======== Extrait source

Les chemins du budget sont insondables

Au sujet des budgets alloués à la bibliothèque et à l’animation culturelle et scientifique dans les centres, les acteurs disent ne pas comprendre les « chemins du budget ». Même dans les établissements secondaires où selon les Textes en vigueur, chaque élève contribue obligatoirement pour l’achat de la documentation et le fonctionnement de la bibliothèque scolaire, on observe que le budget est continuellement dévié vers d’autres préoccupations avant d’être détourné.  Les usagers sont alors obligés de se contenter des dons de livres qui ne répondent presque jamais aux attentes  des jeunes lecteurs.

Ainsi, au Cameroun, l’essentiel des bibliothèques (y compris les centres de documentation des universités) vit des dons de livres ; une pratique que l’association camerounaise Reading Classrooms, basée à Douala,  trouve particulièrement dangereuse non seulement pour les lecteurs qui n’ont jamais le choix, mais aussi pour les acteurs du livre, éditeurs, libraires et écrivains d’Afrique. Depuis 2016, grâce à ses campagnes de financement participatif, Reading Classrooms achète à travers l’Afrique,  les livres jeunesses écrits par des Africains, parlant de l’Afrique et souvent publiés sur le continent.

================

» **Exercice proposé A**
Selon l'extrait sur les budgets des bibliothèques, dans quelle ville l'association Reading Classrooms est-elle basée ?
Les enregistrements n'ont aucun lien avec l'extrait.

======== Entrées fournies

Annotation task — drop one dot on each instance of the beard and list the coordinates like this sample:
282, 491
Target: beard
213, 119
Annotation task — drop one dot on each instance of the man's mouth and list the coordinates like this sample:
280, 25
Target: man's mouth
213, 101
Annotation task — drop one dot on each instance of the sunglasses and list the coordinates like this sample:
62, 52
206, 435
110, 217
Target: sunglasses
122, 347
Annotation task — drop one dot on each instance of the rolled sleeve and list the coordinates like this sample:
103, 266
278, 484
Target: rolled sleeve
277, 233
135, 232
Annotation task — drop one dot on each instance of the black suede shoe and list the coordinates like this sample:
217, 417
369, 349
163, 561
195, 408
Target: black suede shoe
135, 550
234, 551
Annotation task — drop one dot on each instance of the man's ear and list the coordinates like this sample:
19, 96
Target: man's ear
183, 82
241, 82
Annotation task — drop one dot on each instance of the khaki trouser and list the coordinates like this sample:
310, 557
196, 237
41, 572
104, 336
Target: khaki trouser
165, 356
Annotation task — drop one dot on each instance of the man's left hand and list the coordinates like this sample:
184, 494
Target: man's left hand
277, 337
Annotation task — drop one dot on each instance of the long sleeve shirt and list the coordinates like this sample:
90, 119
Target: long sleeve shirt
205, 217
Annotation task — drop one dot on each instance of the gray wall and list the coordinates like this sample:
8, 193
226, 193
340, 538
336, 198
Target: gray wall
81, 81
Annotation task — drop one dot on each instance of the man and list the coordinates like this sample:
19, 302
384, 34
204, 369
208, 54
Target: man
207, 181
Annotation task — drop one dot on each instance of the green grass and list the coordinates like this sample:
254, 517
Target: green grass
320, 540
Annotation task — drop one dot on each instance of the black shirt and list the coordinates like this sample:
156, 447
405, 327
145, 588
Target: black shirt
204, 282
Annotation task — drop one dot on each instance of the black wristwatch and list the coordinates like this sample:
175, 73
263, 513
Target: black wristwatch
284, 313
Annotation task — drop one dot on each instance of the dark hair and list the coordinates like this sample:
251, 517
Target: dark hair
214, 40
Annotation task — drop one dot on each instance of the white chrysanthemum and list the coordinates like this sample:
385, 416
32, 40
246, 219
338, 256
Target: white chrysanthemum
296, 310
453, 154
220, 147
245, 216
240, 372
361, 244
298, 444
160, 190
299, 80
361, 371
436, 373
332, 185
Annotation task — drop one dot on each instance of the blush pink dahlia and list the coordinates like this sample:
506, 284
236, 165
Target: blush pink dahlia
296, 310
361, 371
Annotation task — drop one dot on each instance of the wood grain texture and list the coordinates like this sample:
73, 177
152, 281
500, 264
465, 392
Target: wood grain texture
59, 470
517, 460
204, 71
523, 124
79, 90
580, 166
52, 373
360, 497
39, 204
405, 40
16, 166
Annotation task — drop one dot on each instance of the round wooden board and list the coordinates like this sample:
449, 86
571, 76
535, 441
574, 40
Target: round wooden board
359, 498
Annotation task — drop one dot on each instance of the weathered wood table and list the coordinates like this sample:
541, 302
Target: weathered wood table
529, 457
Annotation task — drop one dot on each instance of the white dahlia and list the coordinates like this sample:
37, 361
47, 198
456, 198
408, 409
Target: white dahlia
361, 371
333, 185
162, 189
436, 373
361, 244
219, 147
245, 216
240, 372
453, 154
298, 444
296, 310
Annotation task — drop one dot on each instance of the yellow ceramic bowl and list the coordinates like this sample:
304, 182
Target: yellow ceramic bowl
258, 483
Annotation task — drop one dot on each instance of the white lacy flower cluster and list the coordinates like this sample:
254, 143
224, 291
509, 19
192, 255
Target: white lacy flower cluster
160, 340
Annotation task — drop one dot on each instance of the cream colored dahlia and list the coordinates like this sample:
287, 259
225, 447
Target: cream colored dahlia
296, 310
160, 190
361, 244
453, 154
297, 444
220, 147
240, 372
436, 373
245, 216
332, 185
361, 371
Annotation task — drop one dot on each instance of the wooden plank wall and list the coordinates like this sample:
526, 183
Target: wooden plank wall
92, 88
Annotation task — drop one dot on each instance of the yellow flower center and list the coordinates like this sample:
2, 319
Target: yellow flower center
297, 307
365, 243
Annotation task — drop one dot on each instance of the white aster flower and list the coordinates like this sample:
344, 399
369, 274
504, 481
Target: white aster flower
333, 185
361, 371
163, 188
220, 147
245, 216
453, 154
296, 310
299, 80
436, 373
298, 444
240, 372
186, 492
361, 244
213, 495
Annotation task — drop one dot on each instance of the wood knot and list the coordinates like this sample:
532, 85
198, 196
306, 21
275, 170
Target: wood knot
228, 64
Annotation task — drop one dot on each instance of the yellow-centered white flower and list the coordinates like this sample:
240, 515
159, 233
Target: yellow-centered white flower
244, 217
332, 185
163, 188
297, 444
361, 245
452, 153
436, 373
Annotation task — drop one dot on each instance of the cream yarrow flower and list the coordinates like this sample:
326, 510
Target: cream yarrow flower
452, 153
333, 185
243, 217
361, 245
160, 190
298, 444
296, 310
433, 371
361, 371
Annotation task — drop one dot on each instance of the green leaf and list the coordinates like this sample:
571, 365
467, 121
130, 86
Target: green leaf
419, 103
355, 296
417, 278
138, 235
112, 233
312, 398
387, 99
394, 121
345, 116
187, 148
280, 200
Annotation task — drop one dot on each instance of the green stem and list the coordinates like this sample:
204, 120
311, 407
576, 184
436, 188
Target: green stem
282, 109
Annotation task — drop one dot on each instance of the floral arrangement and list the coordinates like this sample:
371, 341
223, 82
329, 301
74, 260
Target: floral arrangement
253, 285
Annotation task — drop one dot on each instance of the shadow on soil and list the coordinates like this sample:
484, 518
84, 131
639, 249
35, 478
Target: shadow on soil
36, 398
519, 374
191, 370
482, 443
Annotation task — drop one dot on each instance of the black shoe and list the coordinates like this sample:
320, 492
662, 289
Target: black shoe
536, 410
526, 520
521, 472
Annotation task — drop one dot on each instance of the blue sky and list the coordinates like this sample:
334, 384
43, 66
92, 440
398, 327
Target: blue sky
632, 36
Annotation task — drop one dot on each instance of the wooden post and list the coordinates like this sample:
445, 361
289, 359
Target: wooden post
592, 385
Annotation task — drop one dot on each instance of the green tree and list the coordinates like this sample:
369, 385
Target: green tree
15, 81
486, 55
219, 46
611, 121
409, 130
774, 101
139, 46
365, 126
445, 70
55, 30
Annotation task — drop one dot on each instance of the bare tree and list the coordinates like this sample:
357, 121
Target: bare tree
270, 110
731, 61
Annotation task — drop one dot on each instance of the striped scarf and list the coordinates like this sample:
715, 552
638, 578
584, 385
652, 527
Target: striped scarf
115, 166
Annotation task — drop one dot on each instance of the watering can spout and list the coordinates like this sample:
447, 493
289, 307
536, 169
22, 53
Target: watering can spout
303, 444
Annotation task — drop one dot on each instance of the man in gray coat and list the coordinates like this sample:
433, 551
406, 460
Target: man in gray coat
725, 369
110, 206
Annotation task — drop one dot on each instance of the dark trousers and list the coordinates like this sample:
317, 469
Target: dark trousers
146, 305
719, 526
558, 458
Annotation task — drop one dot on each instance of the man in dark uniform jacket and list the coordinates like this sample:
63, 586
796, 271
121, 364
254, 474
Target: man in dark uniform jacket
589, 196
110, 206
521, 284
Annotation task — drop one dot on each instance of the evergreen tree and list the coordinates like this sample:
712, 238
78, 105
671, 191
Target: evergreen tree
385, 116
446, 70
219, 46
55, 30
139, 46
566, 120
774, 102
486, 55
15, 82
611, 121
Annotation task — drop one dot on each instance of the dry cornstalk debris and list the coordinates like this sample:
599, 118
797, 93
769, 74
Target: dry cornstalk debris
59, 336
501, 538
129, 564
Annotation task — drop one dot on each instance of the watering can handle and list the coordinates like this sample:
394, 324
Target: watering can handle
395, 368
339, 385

================

» **Exercice proposé B**
Reproduisez les lignes des enregistrements, de celle qui contient « can handle and » jusqu'à la fin des enregistrements incluse, consignes comprises. Mettez à l'échelle 0,7 chaque coordonnée figurant dans les réponses, en arrondissant à l'entier le plus proche, les demis vers le haut.

» **Réponse complète A**
À Douala.

» **Réponse complète B**
Annotation task — drop one dot on each instance of the watering can handle and list the coordinates like this sample:
394, 324
Target: watering can handle
277, 258
237, 270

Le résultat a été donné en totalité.